**DESCRIPTION OF THE TASK:** Set down each line of the records once more, precisely, and omit the pictures.

Dataset entries:
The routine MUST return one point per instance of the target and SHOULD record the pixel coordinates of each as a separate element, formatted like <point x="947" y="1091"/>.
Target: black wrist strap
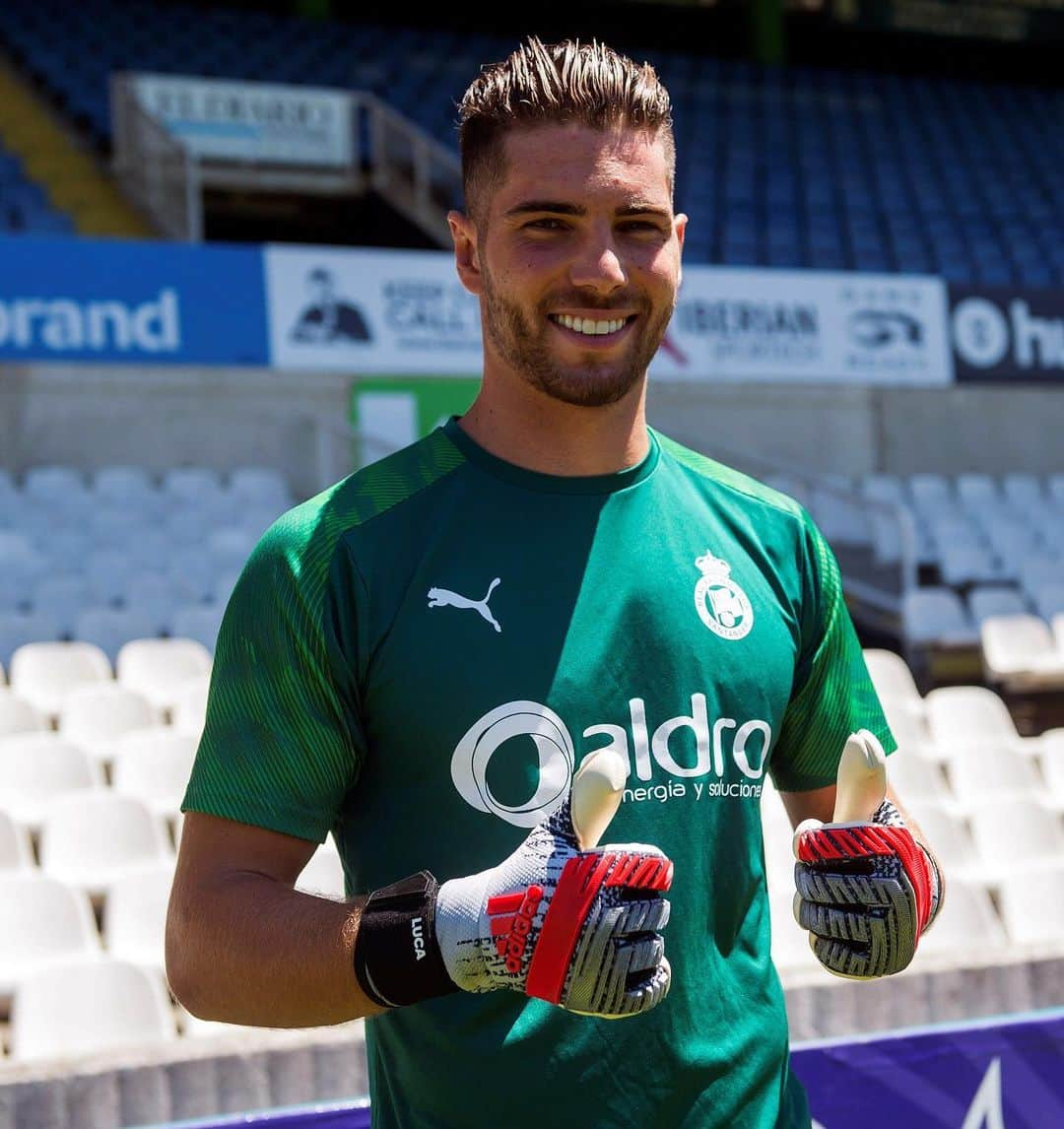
<point x="396" y="956"/>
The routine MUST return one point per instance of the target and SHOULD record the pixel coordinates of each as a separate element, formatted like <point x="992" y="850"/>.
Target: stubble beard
<point x="593" y="384"/>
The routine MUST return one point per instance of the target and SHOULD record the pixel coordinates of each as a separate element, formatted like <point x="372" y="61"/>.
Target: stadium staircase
<point x="71" y="177"/>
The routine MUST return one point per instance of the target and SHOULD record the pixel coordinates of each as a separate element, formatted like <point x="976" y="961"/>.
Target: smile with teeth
<point x="588" y="326"/>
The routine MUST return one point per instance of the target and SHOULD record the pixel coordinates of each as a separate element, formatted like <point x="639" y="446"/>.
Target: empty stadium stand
<point x="779" y="167"/>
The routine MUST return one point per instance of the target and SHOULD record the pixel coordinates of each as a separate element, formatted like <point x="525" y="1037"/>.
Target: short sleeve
<point x="832" y="695"/>
<point x="283" y="741"/>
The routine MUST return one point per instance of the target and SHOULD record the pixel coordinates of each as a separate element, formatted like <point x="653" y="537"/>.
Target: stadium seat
<point x="94" y="717"/>
<point x="45" y="673"/>
<point x="965" y="925"/>
<point x="156" y="667"/>
<point x="16" y="852"/>
<point x="959" y="717"/>
<point x="1032" y="906"/>
<point x="112" y="628"/>
<point x="324" y="872"/>
<point x="189" y="710"/>
<point x="17" y="714"/>
<point x="937" y="617"/>
<point x="90" y="840"/>
<point x="89" y="1008"/>
<point x="154" y="765"/>
<point x="37" y="766"/>
<point x="1013" y="833"/>
<point x="199" y="623"/>
<point x="41" y="922"/>
<point x="62" y="597"/>
<point x="1019" y="651"/>
<point x="135" y="927"/>
<point x="983" y="771"/>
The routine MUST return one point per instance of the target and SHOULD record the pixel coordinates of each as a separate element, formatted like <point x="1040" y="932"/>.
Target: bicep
<point x="214" y="849"/>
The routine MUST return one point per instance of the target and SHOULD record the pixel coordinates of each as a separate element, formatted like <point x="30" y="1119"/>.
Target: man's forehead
<point x="550" y="162"/>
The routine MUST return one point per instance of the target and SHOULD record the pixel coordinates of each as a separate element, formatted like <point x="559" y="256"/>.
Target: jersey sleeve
<point x="832" y="695"/>
<point x="283" y="741"/>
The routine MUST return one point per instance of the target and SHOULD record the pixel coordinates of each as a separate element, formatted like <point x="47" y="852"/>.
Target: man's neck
<point x="533" y="431"/>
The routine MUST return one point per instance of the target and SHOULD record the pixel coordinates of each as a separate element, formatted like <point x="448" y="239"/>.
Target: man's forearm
<point x="256" y="952"/>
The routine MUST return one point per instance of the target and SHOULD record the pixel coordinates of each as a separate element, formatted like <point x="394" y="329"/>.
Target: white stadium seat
<point x="154" y="765"/>
<point x="90" y="840"/>
<point x="981" y="772"/>
<point x="189" y="710"/>
<point x="15" y="849"/>
<point x="1019" y="650"/>
<point x="966" y="924"/>
<point x="94" y="717"/>
<point x="156" y="667"/>
<point x="112" y="628"/>
<point x="135" y="927"/>
<point x="45" y="673"/>
<point x="17" y="714"/>
<point x="89" y="1008"/>
<point x="41" y="922"/>
<point x="1012" y="833"/>
<point x="37" y="766"/>
<point x="1032" y="905"/>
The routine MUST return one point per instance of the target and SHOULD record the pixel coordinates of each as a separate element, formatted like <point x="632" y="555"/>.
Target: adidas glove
<point x="560" y="919"/>
<point x="866" y="889"/>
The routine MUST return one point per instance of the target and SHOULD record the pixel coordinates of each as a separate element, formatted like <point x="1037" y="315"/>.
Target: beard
<point x="524" y="346"/>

**RESULT:**
The routine MUST return one point per instance of the target and SHOULD record the pixel coordinates of each as a separate element, formatted like <point x="947" y="1091"/>.
Target: black wrist strap
<point x="396" y="956"/>
The routine MUST return one point per instance of the target and SHOULD record the pixel coordinates of each as a separate element, formatted like <point x="992" y="850"/>.
Target: stubble beard
<point x="593" y="384"/>
The routine MUST return one point per instance of the target and SHOULD record the pixel coordinates of each as a separate element, formatted like <point x="372" y="61"/>.
Target: stadium staircase
<point x="71" y="177"/>
The routine MUST return one point per instance of the target and SHOULD record the pixel coordinates of each as a separate element, formatted like <point x="976" y="961"/>.
Target: smile with teeth
<point x="588" y="326"/>
The routine MUST return one point per instance of the target and SHOULD record the pixel coordinates of each as a separate element, formatted like <point x="639" y="446"/>.
Target: empty stadium stand
<point x="779" y="167"/>
The routine MUST return one point per instance of the target and SHOULD record the pixel coordinates of each as a separate element, formatted like <point x="525" y="1037"/>.
Target: short sleeve
<point x="832" y="695"/>
<point x="283" y="741"/>
The routine MUST return one point per instance of the target and SHOULD record the pixel coordinates of each as a separate element, formatted like <point x="653" y="537"/>.
Target: stadium seat
<point x="94" y="717"/>
<point x="45" y="673"/>
<point x="965" y="925"/>
<point x="156" y="667"/>
<point x="16" y="852"/>
<point x="959" y="717"/>
<point x="1032" y="906"/>
<point x="112" y="628"/>
<point x="324" y="872"/>
<point x="189" y="710"/>
<point x="17" y="714"/>
<point x="937" y="617"/>
<point x="90" y="840"/>
<point x="89" y="1008"/>
<point x="154" y="765"/>
<point x="37" y="766"/>
<point x="1013" y="833"/>
<point x="199" y="623"/>
<point x="41" y="922"/>
<point x="62" y="597"/>
<point x="1019" y="651"/>
<point x="135" y="927"/>
<point x="983" y="771"/>
The routine MUST return one point per instance of the target and SHOULD record the pixel coordinates of each as a separate element, formatted like <point x="1040" y="932"/>.
Target: bicep
<point x="214" y="849"/>
The routine MUST return one point per instance of the target and SHOULD record the pixel coordinates of each as a separate element, formatted like <point x="30" y="1119"/>.
Target: man's forehead
<point x="550" y="162"/>
The routine MUST return one point per instance of the target and SHOULD record the pixel coordinates of each as a separate element, formatted like <point x="559" y="256"/>.
Target: jersey sleeve
<point x="832" y="695"/>
<point x="283" y="741"/>
The routine MUST return one point per instance of the target and SHOULD record the pixel coordinates of each as a separate element, formatted like <point x="47" y="852"/>.
Target: man's neck
<point x="533" y="431"/>
The routine MUST return one point per instance of the target and SHOULD record the pixel coordinates of each as a separate element, formatted like <point x="448" y="239"/>.
Target: man's forearm
<point x="256" y="952"/>
The routine MUST return one point per instance of the target and SHOULD record the pixel coordinates of each as a separate element, formatted like <point x="394" y="329"/>.
Target: white stadium seat
<point x="154" y="765"/>
<point x="90" y="840"/>
<point x="981" y="772"/>
<point x="189" y="710"/>
<point x="15" y="849"/>
<point x="1019" y="650"/>
<point x="966" y="924"/>
<point x="94" y="717"/>
<point x="156" y="667"/>
<point x="112" y="628"/>
<point x="135" y="927"/>
<point x="45" y="673"/>
<point x="17" y="714"/>
<point x="89" y="1008"/>
<point x="41" y="922"/>
<point x="1012" y="833"/>
<point x="37" y="766"/>
<point x="1032" y="905"/>
The routine MUST return one point per instance of the target and SHOULD record the pixel coordinates of each as a separate element, formatted like <point x="632" y="555"/>.
Target: adidas glove
<point x="560" y="919"/>
<point x="866" y="889"/>
The routine MUST return one point per instance of the target and SHOULD record the pixel coordinates of each as a separate element, formatted like <point x="1037" y="315"/>.
Target: beard
<point x="524" y="346"/>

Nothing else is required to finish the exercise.